Your task: Set out part of the listing below as a numbered list. Begin at the line that contains "like x=837, y=857.", stop after the line that contains "Query: layered rock strata", and leave out any blank lines.

The data:

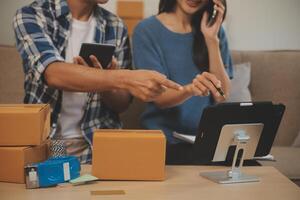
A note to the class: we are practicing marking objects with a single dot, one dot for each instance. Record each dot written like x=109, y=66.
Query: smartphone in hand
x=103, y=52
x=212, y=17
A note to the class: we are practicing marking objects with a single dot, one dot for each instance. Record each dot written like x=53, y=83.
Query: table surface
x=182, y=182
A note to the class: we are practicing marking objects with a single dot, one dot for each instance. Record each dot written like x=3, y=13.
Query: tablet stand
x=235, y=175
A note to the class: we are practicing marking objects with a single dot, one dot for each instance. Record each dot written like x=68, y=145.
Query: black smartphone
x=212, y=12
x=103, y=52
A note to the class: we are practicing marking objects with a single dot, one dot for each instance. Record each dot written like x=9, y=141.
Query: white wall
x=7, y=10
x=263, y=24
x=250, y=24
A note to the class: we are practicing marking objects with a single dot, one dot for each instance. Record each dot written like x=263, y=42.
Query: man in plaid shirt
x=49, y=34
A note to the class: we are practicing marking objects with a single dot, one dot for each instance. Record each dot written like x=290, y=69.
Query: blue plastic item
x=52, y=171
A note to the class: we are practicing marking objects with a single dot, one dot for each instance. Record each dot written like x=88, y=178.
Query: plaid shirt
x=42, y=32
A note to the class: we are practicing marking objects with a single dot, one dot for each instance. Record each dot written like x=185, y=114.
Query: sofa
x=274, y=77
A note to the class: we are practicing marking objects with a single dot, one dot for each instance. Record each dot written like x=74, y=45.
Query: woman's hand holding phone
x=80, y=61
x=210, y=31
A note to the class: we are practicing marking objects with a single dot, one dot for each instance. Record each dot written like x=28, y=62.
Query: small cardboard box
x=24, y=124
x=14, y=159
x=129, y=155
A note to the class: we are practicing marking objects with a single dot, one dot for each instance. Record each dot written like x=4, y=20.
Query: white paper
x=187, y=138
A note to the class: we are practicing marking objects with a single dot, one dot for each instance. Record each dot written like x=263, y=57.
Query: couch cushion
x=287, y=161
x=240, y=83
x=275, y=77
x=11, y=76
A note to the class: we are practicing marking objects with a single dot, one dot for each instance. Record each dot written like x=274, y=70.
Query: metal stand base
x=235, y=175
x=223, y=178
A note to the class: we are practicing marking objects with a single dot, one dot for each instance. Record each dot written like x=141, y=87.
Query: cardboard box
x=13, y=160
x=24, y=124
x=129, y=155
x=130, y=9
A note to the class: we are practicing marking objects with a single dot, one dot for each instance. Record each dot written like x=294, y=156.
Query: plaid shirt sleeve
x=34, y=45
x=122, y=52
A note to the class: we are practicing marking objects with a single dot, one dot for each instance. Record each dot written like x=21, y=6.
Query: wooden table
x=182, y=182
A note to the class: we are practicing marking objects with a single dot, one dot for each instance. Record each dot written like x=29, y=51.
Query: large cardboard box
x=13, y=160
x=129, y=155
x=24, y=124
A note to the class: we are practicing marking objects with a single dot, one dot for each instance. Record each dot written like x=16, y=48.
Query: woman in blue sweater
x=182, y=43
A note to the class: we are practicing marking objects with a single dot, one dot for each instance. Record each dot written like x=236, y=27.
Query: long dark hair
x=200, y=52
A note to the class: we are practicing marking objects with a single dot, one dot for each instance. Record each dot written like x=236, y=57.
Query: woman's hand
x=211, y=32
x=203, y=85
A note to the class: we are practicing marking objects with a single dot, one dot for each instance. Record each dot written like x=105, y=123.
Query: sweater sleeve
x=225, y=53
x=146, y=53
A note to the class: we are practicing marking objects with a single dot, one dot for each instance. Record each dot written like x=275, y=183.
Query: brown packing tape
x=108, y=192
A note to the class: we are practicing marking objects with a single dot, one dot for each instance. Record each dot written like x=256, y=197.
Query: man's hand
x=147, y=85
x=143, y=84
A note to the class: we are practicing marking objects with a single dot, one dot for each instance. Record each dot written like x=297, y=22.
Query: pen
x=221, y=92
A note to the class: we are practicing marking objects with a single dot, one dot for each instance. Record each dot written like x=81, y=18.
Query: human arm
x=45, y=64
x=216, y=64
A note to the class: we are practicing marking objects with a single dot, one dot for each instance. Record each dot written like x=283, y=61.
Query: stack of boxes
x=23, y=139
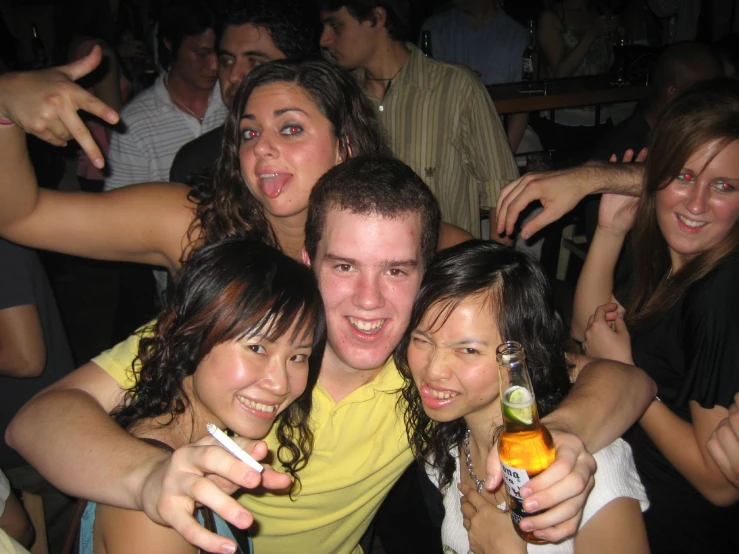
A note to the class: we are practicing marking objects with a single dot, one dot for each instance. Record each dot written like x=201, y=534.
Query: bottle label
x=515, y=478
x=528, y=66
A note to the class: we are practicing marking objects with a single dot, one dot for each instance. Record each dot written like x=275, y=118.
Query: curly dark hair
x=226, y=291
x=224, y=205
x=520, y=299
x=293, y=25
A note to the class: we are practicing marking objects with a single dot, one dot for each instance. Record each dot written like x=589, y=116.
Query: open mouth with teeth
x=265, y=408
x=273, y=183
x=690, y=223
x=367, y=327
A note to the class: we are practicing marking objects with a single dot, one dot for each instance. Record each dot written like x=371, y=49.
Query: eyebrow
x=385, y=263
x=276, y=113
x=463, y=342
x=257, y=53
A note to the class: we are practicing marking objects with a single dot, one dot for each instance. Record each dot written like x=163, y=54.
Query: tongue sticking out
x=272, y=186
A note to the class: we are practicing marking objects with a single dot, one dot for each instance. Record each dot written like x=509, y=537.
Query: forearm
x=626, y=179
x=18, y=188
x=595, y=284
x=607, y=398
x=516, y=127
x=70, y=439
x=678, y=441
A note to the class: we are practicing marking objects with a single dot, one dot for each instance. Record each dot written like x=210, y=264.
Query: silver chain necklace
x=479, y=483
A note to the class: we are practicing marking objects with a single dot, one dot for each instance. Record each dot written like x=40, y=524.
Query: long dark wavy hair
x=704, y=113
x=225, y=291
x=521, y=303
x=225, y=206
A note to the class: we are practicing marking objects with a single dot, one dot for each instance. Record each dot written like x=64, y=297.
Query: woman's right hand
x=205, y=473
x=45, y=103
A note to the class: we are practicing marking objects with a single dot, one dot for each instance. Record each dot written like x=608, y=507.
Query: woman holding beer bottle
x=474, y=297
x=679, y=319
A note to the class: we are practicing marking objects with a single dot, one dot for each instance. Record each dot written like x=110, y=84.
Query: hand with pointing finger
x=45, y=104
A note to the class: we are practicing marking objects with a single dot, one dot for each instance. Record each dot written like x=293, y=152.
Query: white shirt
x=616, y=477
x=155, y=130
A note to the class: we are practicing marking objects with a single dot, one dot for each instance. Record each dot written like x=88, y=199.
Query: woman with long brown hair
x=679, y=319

--

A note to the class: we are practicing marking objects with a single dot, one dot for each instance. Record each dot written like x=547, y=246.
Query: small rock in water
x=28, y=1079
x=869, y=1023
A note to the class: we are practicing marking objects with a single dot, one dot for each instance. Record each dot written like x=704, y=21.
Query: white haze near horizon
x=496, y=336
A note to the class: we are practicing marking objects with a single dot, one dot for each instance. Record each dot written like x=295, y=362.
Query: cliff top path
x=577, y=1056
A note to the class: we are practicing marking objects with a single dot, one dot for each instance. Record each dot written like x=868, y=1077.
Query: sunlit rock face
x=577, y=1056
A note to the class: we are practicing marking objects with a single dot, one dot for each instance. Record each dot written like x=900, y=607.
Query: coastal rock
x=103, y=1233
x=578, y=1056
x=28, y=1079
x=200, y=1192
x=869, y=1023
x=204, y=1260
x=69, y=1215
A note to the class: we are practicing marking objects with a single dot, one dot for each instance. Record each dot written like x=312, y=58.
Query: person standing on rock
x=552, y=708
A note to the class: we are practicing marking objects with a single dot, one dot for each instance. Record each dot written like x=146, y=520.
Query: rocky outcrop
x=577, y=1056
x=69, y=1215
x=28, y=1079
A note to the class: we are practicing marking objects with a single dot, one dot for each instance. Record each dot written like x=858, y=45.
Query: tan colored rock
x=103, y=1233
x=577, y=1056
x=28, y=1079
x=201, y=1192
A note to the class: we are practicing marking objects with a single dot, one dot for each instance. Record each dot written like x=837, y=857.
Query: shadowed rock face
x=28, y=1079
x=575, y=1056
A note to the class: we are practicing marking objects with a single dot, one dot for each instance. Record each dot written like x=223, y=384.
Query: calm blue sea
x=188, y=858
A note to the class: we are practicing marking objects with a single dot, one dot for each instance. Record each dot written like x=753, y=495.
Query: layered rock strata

The reply:
1. A note to the class: we are practicing marking objects with a single dot, one dot for each instance. Record each dot written like x=837, y=857.
2. Query: shadowed rock face
3. x=28, y=1079
4. x=575, y=1056
5. A note to the class: we are practicing marking objects with a single dot, one dot for each instance. Record each dot written like x=223, y=384.
6. Query: calm blue sea
7. x=188, y=858
8. A note to the class: we are practicing marking objects with a single dot, one dot for each instance. Record each dot written like x=753, y=495.
9. Query: layered rock strata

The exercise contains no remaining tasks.